**Set of tasks**
#1 In the passage below on the SAI Predictor, rewrite the paragraph beginning "We take this disinterest to be a feature" as a shorter paragraph that keeps its main points.
#2 In the passage below on the SAI Predictor, what does the Explainer supply?

**Quoted passage**
----------
Through consequence-invariance and training on an epistemically contextualized dataset, the SAI Predictor never has any incentive to produce outputs based on what humans want to hear. And by that very same training procedure, the SAI Predictor never learns to imitate human expressions of goal-directed behavior and never has any reason to bias its predictions in order to achieve particular downstream consequences. So, SAI training does not produce a schemer. This, in short, is how SAI blocks the pathways to sycophancy and implicit agency. 

Of course, there is much more to say. Our recent paper also introduces several other components which we will revisit in coming posts: the Explainer, which supplies natural language explanations of the Predictor’s raw probabilistic outputs like a scientist proposing a theory. So too do we provide a safety result, which bounds the probability that our trained system produces what we call a ‘dangerous Predictor’. And yet more can be said both on the assumptions behind our proposal that would benefit from empirical stress-testing, alongside the legitimate role that agency can play in the SAI — in the form of explicit agency that resides in explicit, auditable scaffolding code, rather implicit agency hidden in the Predictor itself. 

Perhaps the most important point to acknowledge is the way in which SAI training avoids sycophancy and implicit agency. Our pipeline produces neither sycophant nor schemer, but it does not thereby produce a saint. The power of the Predictor rests on disinterest in anything other than accuracy of its predictions over previous observations. While the Predictor can predict whether an action is likely to violate a particular moral principle, it does not itself care about these moral principles itself. 

We take this disinterest to be a feature rather than a bug. The disinterest of the Predictor is precisely what allows the incentives driving towards accuracy to work in tandem with those that drive to safety. With no care for consequences of any kind, its outputs follow simply from predictions of the truth of a given statement as it is reflected in its understanding of the world. The power of the Predictor rests on disinterest in anything other than accuracy of its predictions over previous observations, based on causal mechanisms that are likely to generalize in new situations, just like scientific theories. 

  • 1

    We use ‘care’ in a very minimal sense. A system ‘cares’ about the downstream consequences of its outputs if those downstream consequences in some way influence the system’s outputs.
----------
**Data supplied**

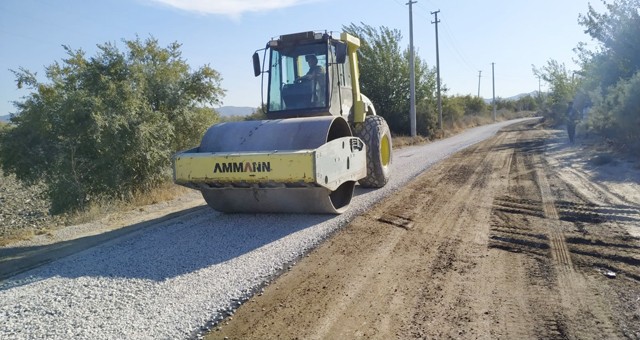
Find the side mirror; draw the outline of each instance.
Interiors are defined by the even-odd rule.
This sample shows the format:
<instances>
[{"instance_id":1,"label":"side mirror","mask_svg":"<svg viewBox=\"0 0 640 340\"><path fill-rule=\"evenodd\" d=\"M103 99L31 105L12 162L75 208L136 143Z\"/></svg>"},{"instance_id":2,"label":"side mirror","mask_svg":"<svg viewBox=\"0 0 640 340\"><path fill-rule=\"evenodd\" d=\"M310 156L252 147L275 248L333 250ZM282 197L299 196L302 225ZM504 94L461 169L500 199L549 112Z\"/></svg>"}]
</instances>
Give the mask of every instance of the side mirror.
<instances>
[{"instance_id":1,"label":"side mirror","mask_svg":"<svg viewBox=\"0 0 640 340\"><path fill-rule=\"evenodd\" d=\"M262 73L260 69L260 56L258 56L258 52L253 54L253 74L257 77Z\"/></svg>"},{"instance_id":2,"label":"side mirror","mask_svg":"<svg viewBox=\"0 0 640 340\"><path fill-rule=\"evenodd\" d=\"M336 43L336 62L338 64L344 64L347 60L347 44Z\"/></svg>"}]
</instances>

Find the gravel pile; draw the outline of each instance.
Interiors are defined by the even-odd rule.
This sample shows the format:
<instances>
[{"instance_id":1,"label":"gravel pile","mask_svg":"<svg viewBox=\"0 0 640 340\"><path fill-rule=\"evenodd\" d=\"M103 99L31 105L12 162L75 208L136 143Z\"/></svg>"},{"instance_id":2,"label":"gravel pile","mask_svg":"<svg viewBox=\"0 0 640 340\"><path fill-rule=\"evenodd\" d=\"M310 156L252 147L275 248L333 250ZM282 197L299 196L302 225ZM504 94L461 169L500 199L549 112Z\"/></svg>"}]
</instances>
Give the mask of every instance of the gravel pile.
<instances>
[{"instance_id":1,"label":"gravel pile","mask_svg":"<svg viewBox=\"0 0 640 340\"><path fill-rule=\"evenodd\" d=\"M54 221L42 187L25 186L14 175L4 176L0 171L0 240L22 232L37 232Z\"/></svg>"},{"instance_id":2,"label":"gravel pile","mask_svg":"<svg viewBox=\"0 0 640 340\"><path fill-rule=\"evenodd\" d=\"M505 125L398 150L387 186L357 188L343 215L198 209L14 276L0 282L0 338L199 338L351 219Z\"/></svg>"}]
</instances>

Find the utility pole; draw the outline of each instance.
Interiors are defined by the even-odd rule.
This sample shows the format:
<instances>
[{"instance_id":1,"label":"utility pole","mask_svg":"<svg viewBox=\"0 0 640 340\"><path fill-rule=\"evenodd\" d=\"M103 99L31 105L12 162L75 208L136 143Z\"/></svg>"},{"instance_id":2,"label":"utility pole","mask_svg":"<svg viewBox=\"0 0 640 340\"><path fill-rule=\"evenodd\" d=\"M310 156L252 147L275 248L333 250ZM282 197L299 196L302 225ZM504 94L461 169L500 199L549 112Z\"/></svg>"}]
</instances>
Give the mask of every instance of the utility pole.
<instances>
[{"instance_id":1,"label":"utility pole","mask_svg":"<svg viewBox=\"0 0 640 340\"><path fill-rule=\"evenodd\" d=\"M438 13L440 10L435 12L431 12L431 14L436 16L436 20L432 21L432 24L436 24L436 82L438 84L438 128L442 130L442 97L440 96L440 51L438 49Z\"/></svg>"},{"instance_id":2,"label":"utility pole","mask_svg":"<svg viewBox=\"0 0 640 340\"><path fill-rule=\"evenodd\" d=\"M491 63L491 78L493 82L493 121L496 121L496 74L494 66L496 63Z\"/></svg>"},{"instance_id":3,"label":"utility pole","mask_svg":"<svg viewBox=\"0 0 640 340\"><path fill-rule=\"evenodd\" d=\"M409 91L411 92L411 109L409 112L409 121L411 122L411 137L415 137L416 133L416 74L413 53L413 4L417 1L409 0Z\"/></svg>"}]
</instances>

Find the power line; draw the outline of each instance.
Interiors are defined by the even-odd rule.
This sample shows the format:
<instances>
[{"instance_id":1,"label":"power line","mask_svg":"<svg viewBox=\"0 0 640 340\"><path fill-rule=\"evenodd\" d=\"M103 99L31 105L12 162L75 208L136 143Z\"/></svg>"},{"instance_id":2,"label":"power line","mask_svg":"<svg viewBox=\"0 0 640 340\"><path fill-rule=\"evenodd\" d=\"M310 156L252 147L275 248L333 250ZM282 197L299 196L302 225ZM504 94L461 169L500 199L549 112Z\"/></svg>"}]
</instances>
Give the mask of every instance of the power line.
<instances>
[{"instance_id":1,"label":"power line","mask_svg":"<svg viewBox=\"0 0 640 340\"><path fill-rule=\"evenodd\" d=\"M409 74L410 74L410 91L411 91L411 110L409 112L409 120L411 122L411 137L415 137L416 133L416 74L413 53L413 4L417 1L409 0Z\"/></svg>"},{"instance_id":2,"label":"power line","mask_svg":"<svg viewBox=\"0 0 640 340\"><path fill-rule=\"evenodd\" d=\"M440 96L440 49L438 47L438 13L440 10L435 12L431 12L431 14L435 15L435 21L432 21L432 24L436 25L436 83L438 85L438 128L442 130L442 97Z\"/></svg>"}]
</instances>

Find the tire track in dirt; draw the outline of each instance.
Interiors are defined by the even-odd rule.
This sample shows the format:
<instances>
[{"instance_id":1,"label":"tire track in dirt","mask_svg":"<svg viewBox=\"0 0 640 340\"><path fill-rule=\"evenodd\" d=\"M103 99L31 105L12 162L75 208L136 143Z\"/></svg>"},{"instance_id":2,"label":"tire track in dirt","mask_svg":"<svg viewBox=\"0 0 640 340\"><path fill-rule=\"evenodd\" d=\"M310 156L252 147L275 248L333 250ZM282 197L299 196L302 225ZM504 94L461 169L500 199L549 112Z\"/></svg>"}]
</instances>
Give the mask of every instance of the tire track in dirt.
<instances>
[{"instance_id":1,"label":"tire track in dirt","mask_svg":"<svg viewBox=\"0 0 640 340\"><path fill-rule=\"evenodd\" d=\"M585 271L596 262L637 270L639 249L620 228L605 238L593 223L563 219L571 204L591 203L548 171L544 137L534 124L516 125L434 166L311 252L207 338L640 334L631 307L616 307L633 306L637 287L626 293L625 281ZM633 207L616 209L606 211L634 214Z\"/></svg>"}]
</instances>

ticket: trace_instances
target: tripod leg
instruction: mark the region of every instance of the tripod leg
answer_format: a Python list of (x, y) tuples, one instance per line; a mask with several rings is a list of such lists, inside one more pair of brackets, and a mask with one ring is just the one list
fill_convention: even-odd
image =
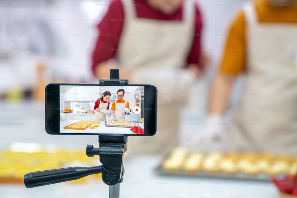
[(109, 186), (109, 198), (119, 198), (120, 183)]

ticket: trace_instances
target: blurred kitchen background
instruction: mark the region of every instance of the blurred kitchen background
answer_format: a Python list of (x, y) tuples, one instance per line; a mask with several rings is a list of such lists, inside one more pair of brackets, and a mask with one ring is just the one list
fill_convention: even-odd
[[(198, 1), (203, 19), (202, 50), (209, 61), (206, 75), (193, 85), (181, 112), (181, 144), (184, 134), (199, 130), (200, 125), (189, 123), (203, 123), (229, 23), (244, 1)], [(98, 157), (91, 159), (84, 153), (87, 144), (97, 145), (97, 137), (46, 134), (44, 88), (50, 82), (97, 82), (91, 72), (91, 54), (96, 25), (109, 4), (107, 0), (0, 1), (0, 149), (7, 151), (0, 155), (0, 175), (4, 175), (0, 178), (0, 197), (108, 197), (108, 186), (100, 177), (29, 189), (22, 183), (22, 176), (55, 167), (50, 165), (57, 160), (66, 160), (65, 167), (99, 163)], [(240, 89), (235, 89), (233, 101)], [(70, 106), (78, 104), (73, 102)], [(92, 108), (90, 103), (81, 103)], [(32, 153), (37, 151), (39, 155)], [(45, 154), (54, 151), (59, 155)], [(31, 155), (24, 158), (24, 152)], [(121, 197), (278, 197), (277, 190), (268, 183), (160, 176), (154, 170), (163, 157), (127, 155)], [(46, 163), (39, 166), (42, 158)], [(30, 164), (33, 159), (35, 164)], [(3, 165), (12, 161), (15, 164), (9, 167)], [(16, 183), (7, 180), (12, 172), (18, 178)]]

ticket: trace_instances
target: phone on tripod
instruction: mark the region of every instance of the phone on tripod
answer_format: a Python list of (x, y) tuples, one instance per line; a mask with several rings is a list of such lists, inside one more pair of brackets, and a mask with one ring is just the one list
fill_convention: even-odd
[(50, 83), (45, 88), (45, 131), (51, 134), (153, 136), (157, 99), (153, 85)]

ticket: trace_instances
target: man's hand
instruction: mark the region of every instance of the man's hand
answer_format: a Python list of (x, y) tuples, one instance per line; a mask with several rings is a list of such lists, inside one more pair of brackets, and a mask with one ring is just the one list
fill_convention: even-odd
[(114, 120), (114, 117), (113, 115), (111, 115), (110, 118), (108, 119), (108, 121)]
[(124, 107), (124, 109), (125, 110), (125, 112), (127, 113), (130, 112), (130, 110), (128, 108), (126, 108), (124, 107)]
[[(193, 137), (189, 143), (189, 148), (209, 151), (221, 149), (226, 140), (225, 124), (222, 117), (209, 116), (205, 125), (200, 134)], [(221, 147), (221, 148), (220, 148)]]

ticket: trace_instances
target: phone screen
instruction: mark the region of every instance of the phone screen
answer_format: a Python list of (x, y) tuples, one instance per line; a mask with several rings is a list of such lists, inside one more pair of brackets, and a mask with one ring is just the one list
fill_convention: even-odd
[[(50, 134), (153, 135), (157, 92), (152, 87), (155, 87), (49, 84), (46, 87), (46, 122), (54, 124), (46, 125), (46, 130)], [(54, 95), (49, 91), (54, 91)], [(59, 108), (50, 108), (58, 100)]]

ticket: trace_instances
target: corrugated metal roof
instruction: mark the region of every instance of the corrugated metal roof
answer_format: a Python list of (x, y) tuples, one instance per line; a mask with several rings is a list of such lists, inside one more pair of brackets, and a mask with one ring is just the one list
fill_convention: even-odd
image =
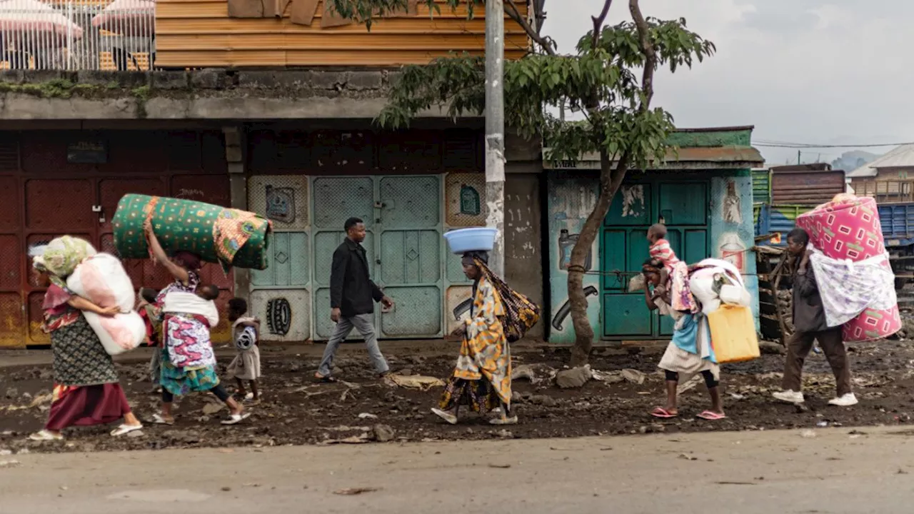
[(849, 178), (876, 177), (880, 167), (914, 167), (914, 145), (902, 145), (847, 174)]
[[(548, 150), (544, 149), (543, 154), (547, 155)], [(689, 146), (678, 149), (671, 148), (666, 152), (666, 160), (664, 163), (651, 166), (650, 169), (675, 169), (677, 167), (697, 169), (702, 167), (702, 166), (696, 165), (707, 165), (707, 167), (717, 168), (758, 167), (764, 162), (765, 159), (761, 154), (751, 146)], [(543, 163), (543, 166), (546, 169), (599, 169), (600, 155), (588, 154), (577, 163), (555, 164), (547, 160)]]

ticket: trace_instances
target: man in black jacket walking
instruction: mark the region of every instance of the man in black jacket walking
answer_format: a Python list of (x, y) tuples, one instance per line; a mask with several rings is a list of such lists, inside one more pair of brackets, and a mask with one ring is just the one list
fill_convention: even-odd
[(375, 371), (380, 376), (388, 371), (388, 362), (377, 347), (375, 334), (375, 302), (380, 302), (386, 308), (392, 307), (394, 302), (385, 296), (368, 276), (368, 260), (361, 244), (365, 241), (365, 223), (358, 218), (350, 218), (346, 220), (344, 229), (346, 238), (334, 252), (330, 272), (330, 318), (336, 324), (336, 328), (327, 341), (321, 366), (314, 375), (316, 379), (328, 382), (335, 381), (332, 371), (336, 348), (349, 337), (353, 328), (357, 329), (365, 338)]
[(851, 386), (851, 367), (840, 327), (828, 327), (825, 311), (819, 294), (815, 273), (809, 262), (809, 234), (802, 229), (793, 229), (787, 235), (787, 251), (799, 260), (793, 273), (793, 335), (787, 339), (787, 358), (784, 359), (783, 391), (774, 398), (788, 403), (802, 403), (802, 365), (816, 340), (825, 354), (834, 373), (837, 396), (828, 401), (830, 405), (850, 407), (857, 402)]

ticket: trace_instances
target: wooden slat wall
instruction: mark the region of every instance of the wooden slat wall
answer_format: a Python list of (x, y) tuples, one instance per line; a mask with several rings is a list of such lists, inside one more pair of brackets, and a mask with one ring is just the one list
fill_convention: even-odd
[[(523, 2), (518, 2), (522, 5)], [(291, 6), (290, 6), (291, 7)], [(323, 2), (310, 27), (282, 19), (229, 18), (227, 0), (158, 0), (155, 65), (165, 68), (277, 66), (396, 66), (424, 64), (453, 51), (482, 55), (485, 48), (483, 6), (473, 19), (465, 7), (430, 16), (375, 22), (371, 32), (353, 24), (321, 28)], [(526, 35), (505, 16), (505, 57), (526, 51)]]

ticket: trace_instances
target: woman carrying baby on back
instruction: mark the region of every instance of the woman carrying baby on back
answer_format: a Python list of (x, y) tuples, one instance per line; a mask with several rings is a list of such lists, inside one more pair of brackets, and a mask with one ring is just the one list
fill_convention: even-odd
[(194, 391), (210, 391), (228, 407), (229, 417), (222, 424), (235, 424), (250, 416), (238, 402), (219, 384), (216, 373), (216, 355), (209, 331), (218, 324), (214, 300), (219, 290), (212, 284), (201, 284), (199, 256), (187, 252), (169, 259), (152, 227), (147, 227), (149, 248), (153, 257), (175, 277), (175, 282), (159, 293), (162, 306), (163, 343), (161, 377), (162, 412), (153, 423), (174, 424), (172, 403), (175, 395)]

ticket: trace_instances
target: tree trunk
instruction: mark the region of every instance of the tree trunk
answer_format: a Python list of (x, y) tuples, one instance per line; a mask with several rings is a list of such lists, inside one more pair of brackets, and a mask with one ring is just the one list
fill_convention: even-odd
[[(593, 348), (593, 327), (587, 317), (587, 296), (584, 295), (584, 263), (587, 254), (593, 247), (600, 227), (603, 224), (606, 213), (610, 211), (612, 198), (616, 196), (619, 186), (625, 177), (628, 156), (622, 155), (619, 166), (612, 169), (612, 160), (605, 152), (600, 153), (600, 196), (590, 211), (584, 227), (578, 236), (578, 241), (571, 250), (571, 259), (569, 265), (569, 304), (571, 305), (571, 321), (575, 332), (574, 348), (571, 348), (572, 368), (584, 366), (590, 359), (590, 349)], [(599, 267), (599, 262), (598, 262)], [(599, 296), (598, 296), (599, 298)]]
----------
**Answers given**
#1 The authors see the Predictor's disinterest as a feature, not a bug, because it lets the pressure toward accuracy work together with the pressure toward safety. Since it cares about no consequences, its outputs come only from predicting whether a statement is true according to its understanding of the world. Its power rests on caring only about accurate predictions over previous observations, based on causal mechanisms likely to generalize to new situations, as scientific theories do.

#2 Natural language explanations of the Predictor's raw probabilistic outputs.